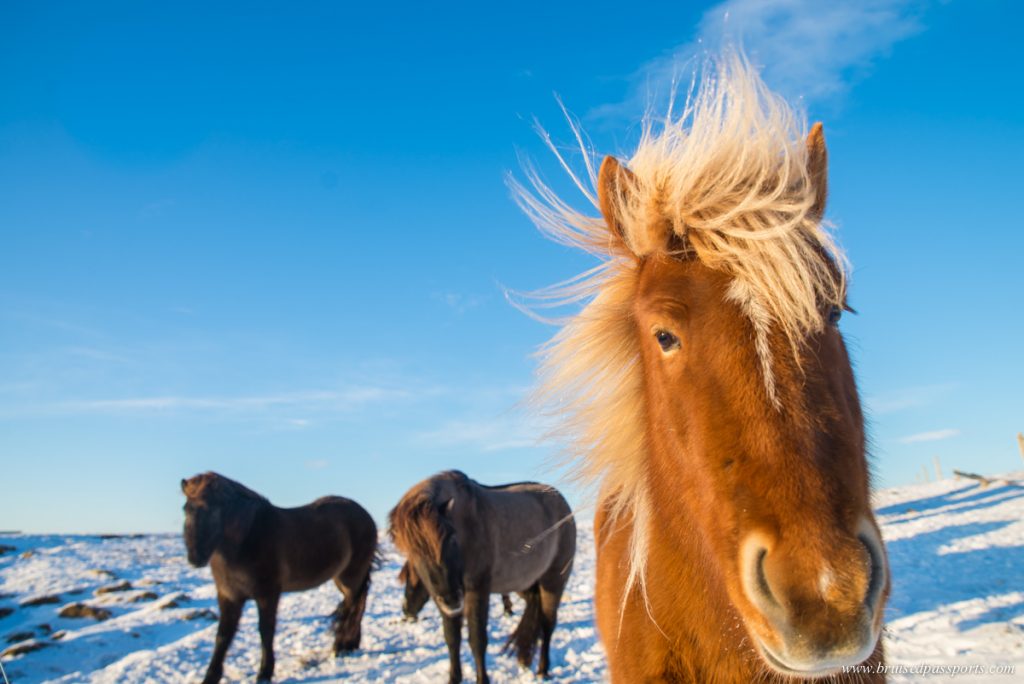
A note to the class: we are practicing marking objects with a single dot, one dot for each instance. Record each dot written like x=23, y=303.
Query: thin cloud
x=806, y=48
x=347, y=398
x=486, y=435
x=906, y=398
x=934, y=435
x=458, y=302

*WHAT IS ASKED*
Return all of the entries word for word, but omit the pictures.

*CORRECT ANSWER*
A note to the class: we are practicing marking objects with a single dot, one dot for each instance. Record each dot written like x=23, y=303.
Query: thin cloud
x=806, y=48
x=347, y=398
x=486, y=435
x=906, y=398
x=934, y=435
x=458, y=302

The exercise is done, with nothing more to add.